WORK REQUIRED ▸
From the BMO digital insurance case study below, copy the passage starting with "Even with multiple" and going on through "once they started.", word for word.
---------- PASSAGE TO READ
Making digital insurance feel personal
Bringing the warmth and clarity of in-branch conversations into BMO’s first digital Creditor Insurance experience.

Bringing Personalized Insurance Conversations to Digital
BMO became the first Canadian bank to launch a fully digital pre-approved Creditor Insurance journey in 2020 — and remains one of the few offering this experience end-to-end online.
Goal
To make digital insurance feel as personal and trustworthy as an in-branch conversation.
Problem Definition — The Enrollment Gap

Even with multiple entry points, adoption among mortgage customers remained low.
• Branch enrollments: ~5 % (post-mortgage conversations)
• Digital enrollments: < 3 %, despite 10 + entry points
• Key issue: Users lacked context, clarity, and reassurance
How we measured it:
Branch data came from CRM enrollment metrics; digital completion rates were tracked via Adobe Analytics.
We normalized by comparing completion behavior — how many users reached the decision point once they started.
Even after normalization, digital remained lower.
Insight
The gap wasn’t about access — it was about understanding and trust.
UX Research & Insights

We collaborated with BMO’s internal UX Research team to evaluate how users perceive mortgage-related insurance.
--------------------
---------- DATA EXCERPT
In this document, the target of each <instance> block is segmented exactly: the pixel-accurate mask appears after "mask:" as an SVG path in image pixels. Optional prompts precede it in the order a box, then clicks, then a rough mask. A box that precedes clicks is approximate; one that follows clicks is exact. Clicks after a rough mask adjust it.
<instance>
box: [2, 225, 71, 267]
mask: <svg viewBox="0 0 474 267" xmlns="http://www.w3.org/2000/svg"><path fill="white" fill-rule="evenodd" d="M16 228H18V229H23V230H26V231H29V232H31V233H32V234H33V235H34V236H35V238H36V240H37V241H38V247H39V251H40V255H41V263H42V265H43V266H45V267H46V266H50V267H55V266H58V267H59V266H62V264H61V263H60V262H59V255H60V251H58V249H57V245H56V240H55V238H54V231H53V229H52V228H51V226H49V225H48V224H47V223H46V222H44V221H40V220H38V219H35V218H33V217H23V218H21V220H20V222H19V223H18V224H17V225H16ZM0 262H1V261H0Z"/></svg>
--------------------
EXERCISE SOLUTION ▸
Even with multiple entry points, adoption among mortgage customers remained low.
• Branch enrollments: ~5 % (post-mortgage conversations)
• Digital enrollments: < 3 %, despite 10 + entry points
• Key issue: Users lacked context, clarity, and reassurance
How we measured it:
Branch data came from CRM enrollment metrics; digital completion rates were tracked via Adobe Analytics.
We normalized by comparing completion behavior — how many users reached the decision point once they started.